Осенью 1921 года Рэнд поступает в Петроградский университет на трехлетний курс, объединивший историю, филологию и право, а после его окончания в 1924-м идет в Школу экранного искусства, где собирается изучать кинематограф. Но ее главная цель к этому времени уже иная: девятнадцатилетняя вундеркиндка мечтает покинуть СССР. Не желая ни слова слышать об утопическом «новом человеке», она хочет сделать себя сама, согласно своим собственным убеждениям, и стать тем, кто она есть на самом деле: творцом собственного мира. Она стремится на свободу, в страну своих кумиров – кинозвезд и режиссеров. В Соединенные Штаты.
К началу 1926 года родителям удается получить для дочери выездную визу и отправить ее к родственникам в Чикаго. И вот спустя шесть недель, полных приключений (Рига – Берлин – Гавр – Нью-Йорк), она едет на автобусе в Голливуд, чтобы писать там книги и сценарии. Алисе Розенбаум двадцать один год, она почти не говорит по-английски и хочет, чтобы теперь ее называли исключительно Айн Рэнд. Если старый мир обречен, то в новом у нее еще есть шанс стать другим человеком. Она клянется скорее умереть, чем вернуться на родину.

*ЗАДАНИЕ 1*. Согласно исходному тексту, в какой город родители отправили Рэнд к родственникам в начале 1926 года?
Исходный текст и список взяты из разных источников.

*ЗАПИСИ ДАННЫХ*.
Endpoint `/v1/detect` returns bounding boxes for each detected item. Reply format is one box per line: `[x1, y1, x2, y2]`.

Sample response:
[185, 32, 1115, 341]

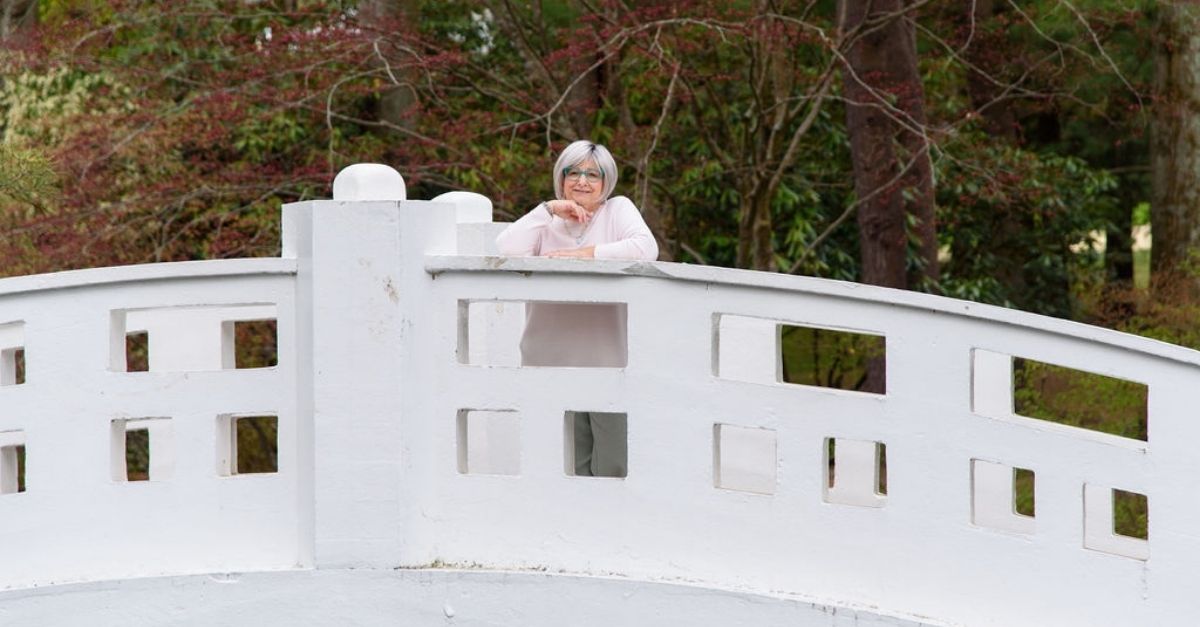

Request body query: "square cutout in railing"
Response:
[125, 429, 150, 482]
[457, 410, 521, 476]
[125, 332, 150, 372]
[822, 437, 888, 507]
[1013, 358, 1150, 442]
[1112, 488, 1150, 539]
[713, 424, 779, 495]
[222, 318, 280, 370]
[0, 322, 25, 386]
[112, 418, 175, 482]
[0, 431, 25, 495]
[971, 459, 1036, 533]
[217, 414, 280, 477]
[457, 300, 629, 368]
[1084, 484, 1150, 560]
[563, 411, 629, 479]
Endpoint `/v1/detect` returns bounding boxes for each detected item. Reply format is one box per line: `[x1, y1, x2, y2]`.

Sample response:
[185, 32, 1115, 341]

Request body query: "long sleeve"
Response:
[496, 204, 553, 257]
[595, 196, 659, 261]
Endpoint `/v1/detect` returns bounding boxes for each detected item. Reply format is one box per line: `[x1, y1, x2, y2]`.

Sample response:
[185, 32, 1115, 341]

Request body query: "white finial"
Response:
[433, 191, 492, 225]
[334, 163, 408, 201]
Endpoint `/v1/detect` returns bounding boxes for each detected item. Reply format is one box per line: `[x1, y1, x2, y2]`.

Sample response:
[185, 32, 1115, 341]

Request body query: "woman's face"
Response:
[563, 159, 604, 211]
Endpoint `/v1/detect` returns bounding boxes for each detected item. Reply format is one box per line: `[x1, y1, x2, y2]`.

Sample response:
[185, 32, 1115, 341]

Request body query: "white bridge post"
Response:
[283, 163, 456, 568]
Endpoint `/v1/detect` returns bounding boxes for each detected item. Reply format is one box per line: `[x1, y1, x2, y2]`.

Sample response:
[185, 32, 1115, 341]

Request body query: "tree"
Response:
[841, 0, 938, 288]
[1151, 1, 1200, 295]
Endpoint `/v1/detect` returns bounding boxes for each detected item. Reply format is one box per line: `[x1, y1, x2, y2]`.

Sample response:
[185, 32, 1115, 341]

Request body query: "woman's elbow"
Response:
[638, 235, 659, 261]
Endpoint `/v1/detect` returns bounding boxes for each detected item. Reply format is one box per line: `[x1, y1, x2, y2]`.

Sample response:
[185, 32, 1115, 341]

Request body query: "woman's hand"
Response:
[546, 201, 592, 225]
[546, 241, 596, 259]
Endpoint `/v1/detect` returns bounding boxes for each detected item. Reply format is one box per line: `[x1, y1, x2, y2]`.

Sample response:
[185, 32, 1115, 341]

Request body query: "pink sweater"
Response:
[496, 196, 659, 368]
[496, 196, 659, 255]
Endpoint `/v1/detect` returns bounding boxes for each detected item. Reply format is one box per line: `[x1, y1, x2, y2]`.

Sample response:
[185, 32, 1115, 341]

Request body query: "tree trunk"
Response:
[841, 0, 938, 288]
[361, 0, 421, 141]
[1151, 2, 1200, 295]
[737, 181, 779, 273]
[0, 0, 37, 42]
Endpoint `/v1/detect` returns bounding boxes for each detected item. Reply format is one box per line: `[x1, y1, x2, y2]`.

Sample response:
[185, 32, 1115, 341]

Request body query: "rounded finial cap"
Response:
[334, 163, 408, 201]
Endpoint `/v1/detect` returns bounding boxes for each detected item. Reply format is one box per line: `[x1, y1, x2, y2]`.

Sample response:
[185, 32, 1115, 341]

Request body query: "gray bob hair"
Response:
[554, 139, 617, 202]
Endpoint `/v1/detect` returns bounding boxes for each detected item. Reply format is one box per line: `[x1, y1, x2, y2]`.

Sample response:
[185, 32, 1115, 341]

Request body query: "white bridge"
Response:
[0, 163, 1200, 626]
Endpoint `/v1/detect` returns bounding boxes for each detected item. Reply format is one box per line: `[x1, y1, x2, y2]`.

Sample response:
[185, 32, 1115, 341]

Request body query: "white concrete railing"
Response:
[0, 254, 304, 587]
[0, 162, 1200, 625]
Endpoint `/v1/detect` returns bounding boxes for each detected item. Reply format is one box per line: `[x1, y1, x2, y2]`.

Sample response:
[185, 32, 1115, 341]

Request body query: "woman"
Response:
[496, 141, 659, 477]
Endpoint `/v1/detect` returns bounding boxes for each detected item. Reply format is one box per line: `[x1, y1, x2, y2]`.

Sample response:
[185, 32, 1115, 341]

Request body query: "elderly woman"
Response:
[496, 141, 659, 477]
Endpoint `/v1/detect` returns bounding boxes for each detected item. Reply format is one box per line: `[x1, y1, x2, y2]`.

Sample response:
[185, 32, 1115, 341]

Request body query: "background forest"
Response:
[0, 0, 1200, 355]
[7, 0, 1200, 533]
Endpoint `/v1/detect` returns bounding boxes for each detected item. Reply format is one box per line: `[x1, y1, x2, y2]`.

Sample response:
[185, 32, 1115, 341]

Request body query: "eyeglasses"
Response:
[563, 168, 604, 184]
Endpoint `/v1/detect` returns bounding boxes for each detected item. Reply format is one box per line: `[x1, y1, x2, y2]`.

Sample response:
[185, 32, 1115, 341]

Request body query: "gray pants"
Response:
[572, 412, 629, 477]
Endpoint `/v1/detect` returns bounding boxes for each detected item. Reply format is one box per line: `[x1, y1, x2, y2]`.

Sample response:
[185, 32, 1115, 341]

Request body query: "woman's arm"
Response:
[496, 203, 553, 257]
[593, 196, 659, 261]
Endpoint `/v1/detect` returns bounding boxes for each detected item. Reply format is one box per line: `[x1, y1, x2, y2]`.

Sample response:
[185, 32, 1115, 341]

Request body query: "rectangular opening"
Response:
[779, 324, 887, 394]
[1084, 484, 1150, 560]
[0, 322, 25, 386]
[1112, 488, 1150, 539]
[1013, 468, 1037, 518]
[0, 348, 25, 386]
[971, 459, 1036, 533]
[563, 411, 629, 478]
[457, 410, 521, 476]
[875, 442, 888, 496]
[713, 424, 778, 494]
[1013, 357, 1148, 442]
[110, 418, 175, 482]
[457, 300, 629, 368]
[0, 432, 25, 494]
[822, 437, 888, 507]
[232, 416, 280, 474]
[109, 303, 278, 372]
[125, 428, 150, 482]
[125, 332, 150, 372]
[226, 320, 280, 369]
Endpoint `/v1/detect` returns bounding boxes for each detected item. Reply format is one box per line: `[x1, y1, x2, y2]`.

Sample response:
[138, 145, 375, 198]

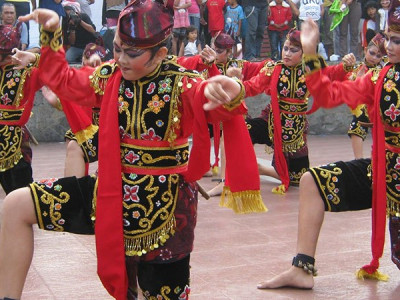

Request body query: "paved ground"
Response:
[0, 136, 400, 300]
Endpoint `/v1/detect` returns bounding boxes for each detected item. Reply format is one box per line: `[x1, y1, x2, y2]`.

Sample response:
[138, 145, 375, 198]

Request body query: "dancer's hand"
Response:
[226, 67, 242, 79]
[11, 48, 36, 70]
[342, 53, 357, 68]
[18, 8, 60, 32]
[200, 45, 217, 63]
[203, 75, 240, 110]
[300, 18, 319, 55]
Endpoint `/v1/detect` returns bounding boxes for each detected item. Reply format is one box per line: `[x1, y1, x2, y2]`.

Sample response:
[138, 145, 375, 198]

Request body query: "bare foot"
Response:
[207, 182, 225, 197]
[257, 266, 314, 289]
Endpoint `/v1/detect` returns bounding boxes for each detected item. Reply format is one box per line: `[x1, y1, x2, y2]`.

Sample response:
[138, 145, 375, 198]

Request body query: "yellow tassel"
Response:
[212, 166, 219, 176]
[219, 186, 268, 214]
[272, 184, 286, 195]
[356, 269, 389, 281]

*ЗАДАНИЕ 2*. Выберите из списка все строки, содержащие слово «railing».

*РЕЗУЛЬТАТ ВЫПОЛНЕНИЯ 1*. В Чикаго.

*РЕЗУЛЬТАТ ВЫПОЛНЕНИЯ 2*.
Request body query: "square cutout in railing"
Request body query: "white concrete railing"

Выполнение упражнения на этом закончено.